═══ Supplied data ═══

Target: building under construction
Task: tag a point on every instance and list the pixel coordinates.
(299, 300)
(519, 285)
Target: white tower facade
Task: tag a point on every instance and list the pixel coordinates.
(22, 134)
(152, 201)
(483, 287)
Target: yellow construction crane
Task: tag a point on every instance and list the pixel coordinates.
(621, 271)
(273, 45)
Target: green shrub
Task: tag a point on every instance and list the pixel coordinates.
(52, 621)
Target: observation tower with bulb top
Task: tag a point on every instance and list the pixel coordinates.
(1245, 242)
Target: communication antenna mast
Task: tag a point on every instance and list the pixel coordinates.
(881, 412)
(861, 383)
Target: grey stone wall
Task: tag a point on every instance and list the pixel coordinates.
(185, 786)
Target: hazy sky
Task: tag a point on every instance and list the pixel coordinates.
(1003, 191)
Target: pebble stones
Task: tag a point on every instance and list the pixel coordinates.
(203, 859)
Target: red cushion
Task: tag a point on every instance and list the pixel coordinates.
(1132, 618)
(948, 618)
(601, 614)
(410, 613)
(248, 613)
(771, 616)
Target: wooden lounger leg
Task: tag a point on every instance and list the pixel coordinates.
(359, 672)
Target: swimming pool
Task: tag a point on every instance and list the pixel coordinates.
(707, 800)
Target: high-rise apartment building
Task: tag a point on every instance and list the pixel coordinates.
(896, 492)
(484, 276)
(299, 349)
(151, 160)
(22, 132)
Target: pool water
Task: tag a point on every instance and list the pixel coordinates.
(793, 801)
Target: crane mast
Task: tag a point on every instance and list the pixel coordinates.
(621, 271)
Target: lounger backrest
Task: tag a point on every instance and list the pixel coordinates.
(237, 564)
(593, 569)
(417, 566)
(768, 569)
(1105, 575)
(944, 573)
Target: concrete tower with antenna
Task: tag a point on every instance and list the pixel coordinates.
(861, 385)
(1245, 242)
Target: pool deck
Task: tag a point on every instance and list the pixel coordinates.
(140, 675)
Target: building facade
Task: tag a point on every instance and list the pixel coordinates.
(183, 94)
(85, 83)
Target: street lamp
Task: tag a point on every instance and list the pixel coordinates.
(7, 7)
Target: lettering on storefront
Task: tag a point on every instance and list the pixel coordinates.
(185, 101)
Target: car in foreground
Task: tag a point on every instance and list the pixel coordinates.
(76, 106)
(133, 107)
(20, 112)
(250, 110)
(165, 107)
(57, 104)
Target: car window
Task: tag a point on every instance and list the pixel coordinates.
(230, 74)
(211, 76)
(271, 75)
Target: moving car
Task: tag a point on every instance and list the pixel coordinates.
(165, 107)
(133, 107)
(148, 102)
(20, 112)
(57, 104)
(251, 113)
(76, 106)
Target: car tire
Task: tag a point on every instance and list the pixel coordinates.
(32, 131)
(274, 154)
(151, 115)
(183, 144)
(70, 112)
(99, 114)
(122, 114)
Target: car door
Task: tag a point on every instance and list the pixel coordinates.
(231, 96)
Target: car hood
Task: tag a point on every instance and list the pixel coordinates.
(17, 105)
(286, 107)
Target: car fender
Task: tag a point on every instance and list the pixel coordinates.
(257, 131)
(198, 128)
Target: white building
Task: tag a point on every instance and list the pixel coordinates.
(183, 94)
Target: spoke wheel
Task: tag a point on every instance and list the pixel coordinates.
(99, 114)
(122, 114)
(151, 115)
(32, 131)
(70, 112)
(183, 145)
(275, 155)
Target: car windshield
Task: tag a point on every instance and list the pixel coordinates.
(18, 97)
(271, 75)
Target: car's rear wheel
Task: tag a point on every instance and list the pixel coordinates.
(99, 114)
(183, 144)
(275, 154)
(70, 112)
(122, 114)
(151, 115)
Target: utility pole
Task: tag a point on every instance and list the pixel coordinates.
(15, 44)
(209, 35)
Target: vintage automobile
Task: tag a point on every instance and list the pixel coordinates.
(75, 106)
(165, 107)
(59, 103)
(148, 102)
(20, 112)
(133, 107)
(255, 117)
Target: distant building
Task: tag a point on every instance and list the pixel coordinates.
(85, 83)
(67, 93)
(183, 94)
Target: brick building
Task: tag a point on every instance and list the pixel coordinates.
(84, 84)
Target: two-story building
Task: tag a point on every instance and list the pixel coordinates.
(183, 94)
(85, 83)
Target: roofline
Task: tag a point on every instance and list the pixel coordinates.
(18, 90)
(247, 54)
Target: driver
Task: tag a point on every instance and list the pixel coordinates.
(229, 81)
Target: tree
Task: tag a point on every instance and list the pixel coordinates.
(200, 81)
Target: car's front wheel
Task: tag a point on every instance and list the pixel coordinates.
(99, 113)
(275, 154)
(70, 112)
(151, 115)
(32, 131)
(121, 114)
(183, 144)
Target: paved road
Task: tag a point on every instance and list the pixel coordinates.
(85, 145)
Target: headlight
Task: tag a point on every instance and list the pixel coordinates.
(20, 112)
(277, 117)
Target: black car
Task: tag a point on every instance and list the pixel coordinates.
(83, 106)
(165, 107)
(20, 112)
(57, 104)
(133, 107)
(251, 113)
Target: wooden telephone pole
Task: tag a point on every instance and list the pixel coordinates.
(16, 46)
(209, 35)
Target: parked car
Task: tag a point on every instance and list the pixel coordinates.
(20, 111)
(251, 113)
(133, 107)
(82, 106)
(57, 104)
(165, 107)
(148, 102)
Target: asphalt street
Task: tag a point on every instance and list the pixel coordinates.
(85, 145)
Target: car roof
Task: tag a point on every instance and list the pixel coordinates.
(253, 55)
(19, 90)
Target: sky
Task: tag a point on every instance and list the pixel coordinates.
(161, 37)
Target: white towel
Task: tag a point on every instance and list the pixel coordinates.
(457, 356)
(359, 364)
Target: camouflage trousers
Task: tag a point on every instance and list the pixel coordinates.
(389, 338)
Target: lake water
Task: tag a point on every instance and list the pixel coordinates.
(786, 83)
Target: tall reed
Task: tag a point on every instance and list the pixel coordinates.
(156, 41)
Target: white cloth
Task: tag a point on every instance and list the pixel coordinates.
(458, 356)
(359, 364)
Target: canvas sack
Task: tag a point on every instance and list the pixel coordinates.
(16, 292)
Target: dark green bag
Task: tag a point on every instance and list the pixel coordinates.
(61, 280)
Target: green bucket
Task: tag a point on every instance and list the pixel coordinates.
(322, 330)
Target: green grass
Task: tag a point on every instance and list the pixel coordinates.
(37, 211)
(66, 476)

═══

→ **Your instructions**:
Retype the listing above in full, with no alterations.

→ **Solution for this task**:
Target: building under construction
Task: tag a point on every instance and list the pixel coordinates.
(299, 300)
(519, 285)
Target: white tower facade
Task: tag a point on every instance and list the pixel coordinates.
(22, 134)
(152, 201)
(483, 287)
Target: yellow construction crane
Task: tag a point on every instance and list the pixel coordinates.
(621, 271)
(273, 45)
Target: green shrub
Task: tag a point on every instance and list the pixel coordinates.
(52, 621)
Target: observation tower with bulb top
Task: tag a point on every instance and list the pixel coordinates.
(1245, 242)
Target: communication antenna mast
Task: tag a point on every instance and list the pixel coordinates.
(881, 412)
(861, 383)
Target: grey stone wall
Task: tag a point on every instance and list the pixel coordinates.
(185, 786)
Target: hazy sky
Task: tag a point on every instance and list the pixel coordinates.
(1003, 191)
Target: pebble stones
Task: tag a point on every instance and list the pixel coordinates.
(203, 859)
Target: red cushion
Task: tag a point on every instance and list the pixel coordinates.
(1132, 618)
(948, 618)
(601, 614)
(410, 613)
(248, 613)
(771, 616)
Target: wooden lounger leg
Task: tag a point on every instance and list the pixel coordinates.
(359, 672)
Target: swimming pool
Task: tag a point on every instance and list the pixel coordinates.
(707, 800)
Target: high-rise apartment building
Task: tag a point on every instance and list the pixel coordinates.
(896, 492)
(484, 276)
(299, 349)
(151, 160)
(22, 132)
Target: pool water
Task: tag a point on every instance and list the pixel coordinates.
(793, 801)
Target: crane mast
Task: tag a point on every instance and list the pixel coordinates.
(621, 271)
Target: lounger backrest
Task: tag a point on every instance and list the pixel coordinates.
(237, 564)
(593, 569)
(417, 566)
(768, 569)
(1105, 575)
(944, 573)
Target: concrete tower with antenna
Task: tag a point on every instance and list the pixel coordinates.
(861, 385)
(1245, 242)
Target: pool deck
Task: tag a point on every instance and list the pixel coordinates.
(140, 675)
Target: building facade
Task: tag a point on every instance and list the pixel coordinates.
(183, 94)
(85, 83)
Target: street lamp
Task: tag a point on every instance and list the pixel coordinates.
(7, 7)
Target: lettering on storefront
Task: tag a point on every instance and list the pixel coordinates.
(185, 101)
Target: car in foreground
Task: tag a point on every instance and list the pixel coordinates.
(76, 106)
(133, 107)
(20, 112)
(250, 110)
(165, 107)
(57, 104)
Target: car window
Task: tag a point on every instance and list the pixel coordinates.
(230, 74)
(211, 76)
(271, 75)
Target: moving car
Task: tag a point on every instance and list the pixel coordinates.
(165, 107)
(133, 107)
(148, 102)
(20, 112)
(57, 104)
(251, 113)
(76, 106)
Target: car tire
Task: tag a point on every instance and list the pixel coordinates.
(32, 131)
(274, 154)
(151, 115)
(183, 144)
(70, 112)
(99, 114)
(122, 114)
Target: car door
Task: tag a point on every instance and list the pixel coordinates.
(231, 96)
Target: car hood
Task: tag a point on every instance and list the pixel coordinates.
(17, 105)
(286, 107)
Target: car fender
Task: tag a point on every instance and list the pixel coordinates.
(257, 131)
(198, 128)
Target: white building
Task: tag a point on every instance and list the pixel coordinates.
(183, 94)
Target: spoke wheel
Task: tag a point on every instance and list the pixel coordinates.
(99, 114)
(122, 114)
(151, 115)
(32, 131)
(70, 112)
(183, 145)
(275, 155)
Target: car windshield
Task: tag a point on every instance and list the pixel coordinates.
(18, 97)
(271, 75)
Target: car's rear wheel
Task: tag a point on every instance and list the pixel coordinates.
(99, 114)
(183, 144)
(275, 154)
(70, 112)
(122, 114)
(151, 115)
Target: utility pole
Task: tag a point on every instance and list the pixel coordinates.
(15, 44)
(209, 35)
Target: vintage automobile
Task: tag a point on every instance and list the pixel coordinates.
(75, 106)
(165, 107)
(59, 103)
(148, 102)
(20, 112)
(133, 107)
(255, 117)
Target: distant building
Task: tag a point on every instance and list the pixel coordinates.
(85, 83)
(67, 93)
(183, 94)
Target: brick building
Task: tag a point on every instance and list the pixel coordinates.
(84, 84)
Target: two-story building
Task: tag a point on every instance and list the pixel coordinates.
(183, 94)
(85, 83)
Target: roofline
Task: tag a point on every instance and list the pixel coordinates.
(18, 90)
(247, 54)
Target: driver
Task: tag a point on every instance and list the pixel coordinates.
(229, 81)
Target: tree
Task: tag a point on every instance and list the pixel coordinates.
(200, 81)
Target: car's front wheel
Task: tag a point on every instance and list the pixel coordinates.
(99, 113)
(275, 154)
(70, 112)
(151, 115)
(32, 131)
(121, 114)
(183, 144)
Target: paved road
Task: tag a point on every instance and list the pixel coordinates.
(85, 145)
Target: headlight
Task: tag a point on every instance and list the pixel coordinates.
(20, 112)
(277, 117)
Target: black car
Task: tag a point on every instance and list the pixel coordinates.
(83, 106)
(165, 107)
(20, 112)
(57, 104)
(133, 107)
(251, 113)
Target: wooden telephone pole
Task: tag a point on every instance and list the pixel coordinates.
(16, 46)
(209, 35)
Target: parked car
Task: tag a point on every instance and list the pixel coordinates.
(20, 111)
(251, 113)
(133, 107)
(82, 106)
(57, 104)
(165, 107)
(148, 102)
Target: asphalt street
Task: tag a point on every instance and list the pixel coordinates.
(85, 145)
Target: car roof
Task: tag a point on every instance and list the pixel coordinates.
(253, 55)
(19, 90)
Target: sky
Task: tag a point on every instance and list the pixel coordinates.
(161, 37)
Target: white towel
Task: tag a point on every instance and list the pixel coordinates.
(457, 356)
(359, 364)
Target: camouflage trousers
Task: tag a point on every instance and list the pixel coordinates.
(389, 338)
Target: lake water
Task: tag a point on every instance and list the pixel coordinates.
(786, 83)
Target: tall reed
Task: tag a point on every instance and list the pixel coordinates.
(156, 41)
Target: white cloth
Task: tag a point on every instance and list the pixel coordinates.
(458, 356)
(359, 364)
Target: canvas sack
Task: tag a point on every instance and list the pixel coordinates.
(16, 292)
Target: dark green bag
Task: tag a point on every instance and list the pixel coordinates.
(61, 280)
Target: green bucket
Task: tag a point on every instance and list the pixel coordinates.
(322, 330)
Target: green grass
Task: tag a point on every instance and list the pixel coordinates.
(37, 211)
(66, 476)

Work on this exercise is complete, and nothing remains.